TASK >>
Each record should be given back exactly, with none missing.

SOURCE MATERIAL >>

++++

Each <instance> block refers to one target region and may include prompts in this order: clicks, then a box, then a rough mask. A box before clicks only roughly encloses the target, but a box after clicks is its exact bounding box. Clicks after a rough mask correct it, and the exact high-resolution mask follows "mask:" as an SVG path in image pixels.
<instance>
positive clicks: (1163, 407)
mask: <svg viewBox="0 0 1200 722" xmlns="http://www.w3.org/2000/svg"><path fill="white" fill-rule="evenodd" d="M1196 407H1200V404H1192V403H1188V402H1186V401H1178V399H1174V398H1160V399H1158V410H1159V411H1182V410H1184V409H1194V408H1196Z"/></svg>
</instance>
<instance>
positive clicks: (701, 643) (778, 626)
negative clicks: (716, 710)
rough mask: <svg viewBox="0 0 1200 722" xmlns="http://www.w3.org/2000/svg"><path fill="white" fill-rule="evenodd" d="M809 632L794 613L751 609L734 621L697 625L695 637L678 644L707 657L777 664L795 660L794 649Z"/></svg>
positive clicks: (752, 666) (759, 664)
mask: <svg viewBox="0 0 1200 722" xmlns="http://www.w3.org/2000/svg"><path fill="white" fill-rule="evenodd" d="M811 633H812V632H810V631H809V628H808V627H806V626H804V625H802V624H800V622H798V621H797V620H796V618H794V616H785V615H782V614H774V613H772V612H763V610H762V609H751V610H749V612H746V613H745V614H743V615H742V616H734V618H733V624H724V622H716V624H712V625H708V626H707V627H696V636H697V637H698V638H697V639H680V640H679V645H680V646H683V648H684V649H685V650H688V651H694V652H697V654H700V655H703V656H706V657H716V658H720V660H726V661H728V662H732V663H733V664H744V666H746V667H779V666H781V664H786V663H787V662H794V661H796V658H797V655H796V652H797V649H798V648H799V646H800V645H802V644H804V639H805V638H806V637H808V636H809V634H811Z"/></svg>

++++

OUTPUT OF THE TASK >>
Each <instance> block refers to one target region and may include prompts in this order: clicks, then a box, then a rough mask. A box before clicks only roughly encloses the target, but a box after clicks is its exact bounding box. Clicks after a rough mask correct it, and the exact high-resolution mask follows "mask:" as an SVG path in image pixels.
<instance>
positive clicks: (1163, 407)
mask: <svg viewBox="0 0 1200 722" xmlns="http://www.w3.org/2000/svg"><path fill="white" fill-rule="evenodd" d="M1196 407H1200V404H1192V403H1188V402H1186V401H1178V399H1174V398H1160V399H1158V410H1159V411H1182V410H1184V409H1194V408H1196Z"/></svg>
</instance>
<instance>
positive clicks: (701, 643) (778, 626)
negative clicks: (716, 710)
rough mask: <svg viewBox="0 0 1200 722" xmlns="http://www.w3.org/2000/svg"><path fill="white" fill-rule="evenodd" d="M809 632L794 613L751 609L734 621L697 625L695 637L678 644L707 657L777 664L795 660L794 649Z"/></svg>
positive clicks: (752, 666) (759, 664)
mask: <svg viewBox="0 0 1200 722" xmlns="http://www.w3.org/2000/svg"><path fill="white" fill-rule="evenodd" d="M811 633H812V632H810V631H809V628H808V627H806V626H804V625H802V624H800V622H798V621H797V620H796V618H794V616H785V615H782V614H774V613H772V612H763V610H762V609H751V610H749V612H746V613H745V614H743V615H742V616H734V618H733V624H724V622H716V624H712V625H708V626H707V627H696V636H697V637H698V638H697V639H680V640H679V645H680V646H683V648H684V649H685V650H688V651H694V652H697V654H700V655H703V656H706V657H716V658H720V660H726V661H728V662H732V663H733V664H744V666H746V667H779V666H781V664H786V663H787V662H794V661H796V658H797V655H796V652H797V649H798V648H799V646H800V645H802V644H804V639H805V638H806V637H808V636H809V634H811Z"/></svg>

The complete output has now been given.